7. Le Medef et les droites prétendent que l’on pourrait faire beaucoup mieux avec toujours moins de dépenses publiques.
La Cour des comptes sortant de son rôle pour jouer celui de think tank à leur service a récemment mis sur la table les axes d’une telle politique pour le primaire et le secondaire : l’alourdissement du travail pour les enseignants, et la promotion du New public management (des établissements autonomes avec des managers à leur tête, un pilotage par le chiffre et les évaluations statistiques des résultats pour encadrer, inciter et punir). Un modèle remis en cause à peu près partout où il a été mis en œuvre.
Pour le supérieur, tout le monde, ou presque, est d’accord pour considérer qu’il faut plus de moyens, à la fois pour l’enseignement et la recherche et pour que les étudiants puissent étudier à plein temps. Si l’on n’augmente pas la dépense publique, la réponse sera forcément, la hausse des frais d’inscriptions, l’appel au secours vers les financements des entreprises et la philanthropie (des gens fortunés), la part croissante des écoles supérieures privées et l’endettement des étudiants. Avec pour effets l’accroissement de la logique commerciale et de la polarisation déjà très forte des enseignements, des filières et des établissements universitaires.

(Entrées de données)
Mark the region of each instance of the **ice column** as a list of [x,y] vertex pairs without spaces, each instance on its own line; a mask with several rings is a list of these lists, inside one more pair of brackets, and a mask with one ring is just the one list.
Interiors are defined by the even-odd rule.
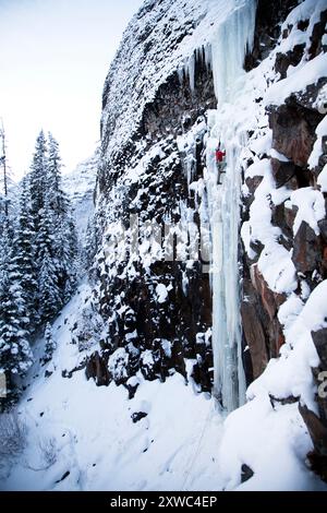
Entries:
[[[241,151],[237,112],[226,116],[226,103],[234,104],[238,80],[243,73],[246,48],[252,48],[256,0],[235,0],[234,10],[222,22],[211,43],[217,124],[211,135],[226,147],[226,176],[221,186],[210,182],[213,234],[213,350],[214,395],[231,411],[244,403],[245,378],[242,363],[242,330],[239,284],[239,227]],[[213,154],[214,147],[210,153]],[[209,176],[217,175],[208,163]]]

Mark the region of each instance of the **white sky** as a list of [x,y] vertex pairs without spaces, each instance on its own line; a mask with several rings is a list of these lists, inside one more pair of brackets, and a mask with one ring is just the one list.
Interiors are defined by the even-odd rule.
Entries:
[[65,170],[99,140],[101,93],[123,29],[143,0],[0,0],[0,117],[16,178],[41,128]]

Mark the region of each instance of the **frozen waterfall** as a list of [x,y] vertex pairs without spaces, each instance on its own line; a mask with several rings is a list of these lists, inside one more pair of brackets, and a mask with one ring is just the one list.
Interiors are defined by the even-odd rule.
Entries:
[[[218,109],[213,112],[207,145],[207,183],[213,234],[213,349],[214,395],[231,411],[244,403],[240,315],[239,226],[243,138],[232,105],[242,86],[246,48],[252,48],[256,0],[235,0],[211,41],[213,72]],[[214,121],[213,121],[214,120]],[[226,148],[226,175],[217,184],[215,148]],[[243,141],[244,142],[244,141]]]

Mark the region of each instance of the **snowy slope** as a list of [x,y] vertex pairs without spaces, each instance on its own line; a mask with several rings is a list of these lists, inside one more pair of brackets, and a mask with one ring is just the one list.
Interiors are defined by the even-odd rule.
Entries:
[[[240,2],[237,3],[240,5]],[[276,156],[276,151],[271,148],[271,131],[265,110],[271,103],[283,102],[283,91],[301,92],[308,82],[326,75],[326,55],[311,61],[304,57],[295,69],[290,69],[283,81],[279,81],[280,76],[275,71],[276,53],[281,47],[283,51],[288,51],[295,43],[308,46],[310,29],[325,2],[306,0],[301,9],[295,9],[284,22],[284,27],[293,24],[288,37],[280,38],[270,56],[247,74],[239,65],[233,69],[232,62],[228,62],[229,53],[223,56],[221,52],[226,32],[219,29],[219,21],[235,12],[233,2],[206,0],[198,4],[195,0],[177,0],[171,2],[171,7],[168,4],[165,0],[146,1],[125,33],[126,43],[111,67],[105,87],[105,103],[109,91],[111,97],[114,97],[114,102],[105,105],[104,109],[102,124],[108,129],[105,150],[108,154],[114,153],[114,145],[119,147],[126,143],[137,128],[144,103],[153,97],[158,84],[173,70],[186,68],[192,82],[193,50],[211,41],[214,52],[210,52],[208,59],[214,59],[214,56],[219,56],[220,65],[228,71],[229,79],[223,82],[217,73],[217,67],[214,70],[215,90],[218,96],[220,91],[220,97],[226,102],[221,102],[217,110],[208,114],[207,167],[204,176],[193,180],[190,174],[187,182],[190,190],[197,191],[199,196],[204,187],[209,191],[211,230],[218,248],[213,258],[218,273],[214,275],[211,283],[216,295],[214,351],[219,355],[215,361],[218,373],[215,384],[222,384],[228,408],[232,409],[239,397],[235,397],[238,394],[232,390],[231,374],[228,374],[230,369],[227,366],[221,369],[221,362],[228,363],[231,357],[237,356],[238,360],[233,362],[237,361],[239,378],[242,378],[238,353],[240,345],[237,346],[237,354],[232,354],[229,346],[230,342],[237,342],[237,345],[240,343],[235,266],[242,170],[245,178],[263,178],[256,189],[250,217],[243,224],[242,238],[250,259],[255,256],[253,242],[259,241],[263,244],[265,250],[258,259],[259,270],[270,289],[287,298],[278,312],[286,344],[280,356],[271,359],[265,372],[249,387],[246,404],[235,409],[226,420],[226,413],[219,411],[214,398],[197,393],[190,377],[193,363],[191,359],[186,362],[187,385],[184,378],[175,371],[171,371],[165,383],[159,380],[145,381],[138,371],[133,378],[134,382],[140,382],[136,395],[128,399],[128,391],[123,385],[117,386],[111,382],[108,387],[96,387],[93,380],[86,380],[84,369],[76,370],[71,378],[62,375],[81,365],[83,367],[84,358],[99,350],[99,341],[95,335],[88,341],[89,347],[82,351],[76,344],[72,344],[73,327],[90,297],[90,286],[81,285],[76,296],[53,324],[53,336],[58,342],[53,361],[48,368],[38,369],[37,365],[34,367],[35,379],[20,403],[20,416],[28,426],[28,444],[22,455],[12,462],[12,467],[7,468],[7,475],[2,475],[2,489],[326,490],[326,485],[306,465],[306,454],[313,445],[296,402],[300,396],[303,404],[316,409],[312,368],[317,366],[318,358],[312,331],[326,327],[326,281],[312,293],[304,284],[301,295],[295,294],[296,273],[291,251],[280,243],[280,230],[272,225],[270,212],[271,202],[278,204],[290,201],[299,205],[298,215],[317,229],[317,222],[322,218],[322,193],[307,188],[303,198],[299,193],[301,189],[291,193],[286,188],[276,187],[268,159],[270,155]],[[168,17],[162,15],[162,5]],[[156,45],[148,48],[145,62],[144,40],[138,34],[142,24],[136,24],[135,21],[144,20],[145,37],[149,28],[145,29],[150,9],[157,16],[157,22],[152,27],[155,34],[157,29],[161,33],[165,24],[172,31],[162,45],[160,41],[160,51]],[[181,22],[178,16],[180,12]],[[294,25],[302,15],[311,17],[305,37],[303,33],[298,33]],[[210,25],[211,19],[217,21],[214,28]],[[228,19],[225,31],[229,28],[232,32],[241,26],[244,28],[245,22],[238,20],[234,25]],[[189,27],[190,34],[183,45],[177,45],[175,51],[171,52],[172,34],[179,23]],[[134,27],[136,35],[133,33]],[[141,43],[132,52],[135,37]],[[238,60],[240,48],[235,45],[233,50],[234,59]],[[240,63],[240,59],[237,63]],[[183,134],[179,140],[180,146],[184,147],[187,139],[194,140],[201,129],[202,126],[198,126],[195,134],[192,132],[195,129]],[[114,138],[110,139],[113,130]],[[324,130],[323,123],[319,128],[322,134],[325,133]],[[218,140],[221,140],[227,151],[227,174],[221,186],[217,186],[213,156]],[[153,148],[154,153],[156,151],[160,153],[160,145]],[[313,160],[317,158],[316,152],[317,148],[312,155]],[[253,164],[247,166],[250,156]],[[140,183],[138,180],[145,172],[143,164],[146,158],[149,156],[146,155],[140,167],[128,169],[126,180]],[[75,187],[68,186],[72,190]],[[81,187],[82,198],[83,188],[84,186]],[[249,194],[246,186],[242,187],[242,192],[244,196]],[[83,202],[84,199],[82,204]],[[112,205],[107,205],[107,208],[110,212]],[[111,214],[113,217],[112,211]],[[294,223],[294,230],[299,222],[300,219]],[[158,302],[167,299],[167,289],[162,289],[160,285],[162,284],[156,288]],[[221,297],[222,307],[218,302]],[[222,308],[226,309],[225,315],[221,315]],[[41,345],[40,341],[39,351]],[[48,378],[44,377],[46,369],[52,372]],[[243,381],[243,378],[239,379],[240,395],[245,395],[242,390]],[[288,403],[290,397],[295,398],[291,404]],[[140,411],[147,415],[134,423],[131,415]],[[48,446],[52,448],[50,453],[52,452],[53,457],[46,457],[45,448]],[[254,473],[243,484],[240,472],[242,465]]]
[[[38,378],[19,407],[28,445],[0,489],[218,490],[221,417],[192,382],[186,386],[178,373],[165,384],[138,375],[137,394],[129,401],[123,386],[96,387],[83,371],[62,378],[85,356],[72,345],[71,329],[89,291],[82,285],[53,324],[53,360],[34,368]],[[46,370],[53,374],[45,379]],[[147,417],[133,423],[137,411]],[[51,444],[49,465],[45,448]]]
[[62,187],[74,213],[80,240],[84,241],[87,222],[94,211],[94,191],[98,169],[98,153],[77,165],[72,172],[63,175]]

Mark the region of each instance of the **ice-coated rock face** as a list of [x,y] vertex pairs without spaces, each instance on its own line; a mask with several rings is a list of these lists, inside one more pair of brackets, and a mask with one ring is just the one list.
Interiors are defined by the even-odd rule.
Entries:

**CONSIGNE 1:** D'après le texte sur la dépense publique d'éducation, quel rôle la Cour des comptes joue-t-elle en sortant du sien ?
**CONSIGNE 2:** Recopiez le passage du texte sur la dépense publique d'éducation, depuis « Pour le supérieur, tout » jusqu'à « des établissements universitaires. » inclus.
**CONSIGNE 3:** Reprenez le texte sur la dépense publique d'éducation là où il s'arrête et poursuivez-le.
Les lignes forment un matériau distinct, sans rapport avec le texte.

**RÉPONSE RÉDIGÉE 1:** Elle joue le rôle de think tank au service du Medef et des droites.

**RÉPONSE RÉDIGÉE 2:**
Pour le supérieur, tout le monde, ou presque, est d’accord pour considérer qu’il faut plus de moyens, à la fois pour l’enseignement et la recherche et pour que les étudiants puissent étudier à plein temps. Si l’on n’augmente pas la dépense publique, la réponse sera forcément, la hausse des frais d’inscriptions, l’appel au secours vers les financements des entreprises et la philanthropie (des gens fortunés), la part croissante des écoles supérieures privées et l’endettement des étudiants. Avec pour effets l’accroissement de la logique commerciale et de la polarisation déjà très forte des enseignements, des filières et des établissements universitaires.

**RÉPONSE RÉDIGÉE 3:**
8. Oui, il y a besoin de dépenses publiques supplémentaires pour réaliser un égal accès à l’éducation et lui redonner une visée émancipatrice.
Ainsi selon les Économistes atterrés[[Les Économistes atterrés, De quoi avons-nous vraiment besoin, Les liens qui Libèrent octobre 2021.]] :
- Il faudrait un financement massif de crèches publiques ou coopératives, alors que moins d’un quart des enfants y accèdent.
- Pour augmenter les salaires des enseignants du primaire et du secondaire de 300 euros par mois, il faudrait 3,2 milliards d’euros par an.
- Pour mettre les dépenses publiques par étudiant de licence au même niveau que pour les classes préparatoires, il faudrait 5000 euro de plus par an et par étudiant, soit 5 milliards au niveau national.
- Une allocation universelle d’autonomie accordée à tous les étudiants réclamerait un budget de 20 milliards par an (allocation de 600 euros pour les étudiants logés par leurs familles et 1000 euros pour les autres).